» **Il compito**
Per favore, riporta tale e quale dalla lettera qui sotto tutto il tratto che va da "Dedico questa lettera" giù fino a "avrei potuto incontrarlo.".

» **Brano da leggere**
____________________
Dedico questa lettera a Vukaj Bledar.
Perché nutro nei suoi confronti un affetto pari a quello che provo per tutti
i giovani sportivi e per quello che assieme riusciamo a rappresentare nel mondo
del football.
Penso a lui, alla sua famiglia, agli amici ed a tutti coloro che hanno avuto
la fortuna di conoscerlo sicuramente più di me, che ho avuto il solo piacere di
vederlo calcare i campi in un paio di occasioni.
Penso alla giovane vita spezzata, a quello che poteva dare e ricevere, a
quanto poteva avere dalla sua esistenza. E non riesco a rassegnarmi all'idea di
non poterlo più vedere sui campi di football. Perché li, solamente in quella
occasione, avrei potuto incontrarlo.
____________________
» **Estratto dei dati**
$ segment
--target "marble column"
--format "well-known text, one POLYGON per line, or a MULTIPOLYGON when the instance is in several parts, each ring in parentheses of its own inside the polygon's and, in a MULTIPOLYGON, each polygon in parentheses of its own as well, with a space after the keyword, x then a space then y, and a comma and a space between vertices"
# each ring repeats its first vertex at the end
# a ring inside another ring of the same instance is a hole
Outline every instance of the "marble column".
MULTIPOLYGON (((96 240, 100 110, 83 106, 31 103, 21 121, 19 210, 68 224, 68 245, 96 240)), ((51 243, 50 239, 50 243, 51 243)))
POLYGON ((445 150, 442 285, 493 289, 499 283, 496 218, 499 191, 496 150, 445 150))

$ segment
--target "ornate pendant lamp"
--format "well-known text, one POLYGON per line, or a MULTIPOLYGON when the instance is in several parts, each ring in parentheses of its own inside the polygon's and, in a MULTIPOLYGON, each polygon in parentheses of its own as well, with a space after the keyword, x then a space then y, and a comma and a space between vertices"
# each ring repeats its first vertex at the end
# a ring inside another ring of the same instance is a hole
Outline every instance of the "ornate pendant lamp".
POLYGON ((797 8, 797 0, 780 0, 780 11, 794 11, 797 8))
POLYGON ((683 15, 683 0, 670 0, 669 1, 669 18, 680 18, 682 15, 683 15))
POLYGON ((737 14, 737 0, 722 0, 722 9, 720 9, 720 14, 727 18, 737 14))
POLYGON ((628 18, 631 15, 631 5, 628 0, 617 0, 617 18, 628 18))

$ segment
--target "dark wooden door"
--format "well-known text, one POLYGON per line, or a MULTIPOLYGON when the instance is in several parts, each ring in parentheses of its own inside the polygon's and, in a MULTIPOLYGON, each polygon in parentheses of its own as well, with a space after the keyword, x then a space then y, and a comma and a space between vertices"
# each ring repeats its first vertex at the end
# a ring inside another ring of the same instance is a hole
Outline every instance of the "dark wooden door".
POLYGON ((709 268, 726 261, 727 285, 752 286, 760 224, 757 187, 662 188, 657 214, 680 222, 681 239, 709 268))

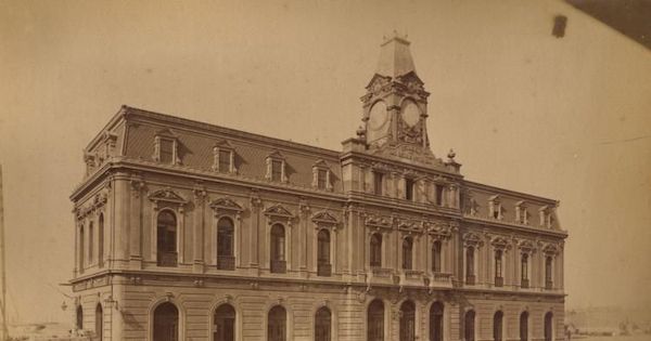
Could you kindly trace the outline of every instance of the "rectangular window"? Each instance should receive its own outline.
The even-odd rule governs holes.
[[[231,152],[219,150],[219,172],[229,173],[231,169]]]
[[[413,179],[405,179],[405,199],[413,200]]]
[[[163,163],[174,162],[174,141],[161,139],[161,155],[158,158]]]
[[[435,185],[434,186],[434,191],[436,192],[436,205],[437,206],[443,206],[443,186],[442,185]]]
[[[280,160],[271,161],[271,180],[272,181],[282,181],[282,161],[280,161]]]
[[[380,173],[380,172],[373,172],[373,184],[374,184],[374,191],[376,195],[382,195],[382,186],[383,186],[383,179],[384,174]]]
[[[328,171],[319,169],[317,171],[317,187],[319,189],[326,189],[326,182],[328,181]]]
____________________
» **Risultato dell'esercizio**
Dedico questa lettera a Vukaj Bledar.
Perché nutro nei suoi confronti un affetto pari a quello che provo per tutti
i giovani sportivi e per quello che assieme riusciamo a rappresentare nel mondo
del football.
Penso a lui, alla sua famiglia, agli amici ed a tutti coloro che hanno avuto
la fortuna di conoscerlo sicuramente più di me, che ho avuto il solo piacere di
vederlo calcare i campi in un paio di occasioni.
Penso alla giovane vita spezzata, a quello che poteva dare e ricevere, a
quanto poteva avere dalla sua esistenza. E non riesco a rassegnarmi all'idea di
non poterlo più vedere sui campi di football. Perché li, solamente in quella
occasione, avrei potuto incontrarlo.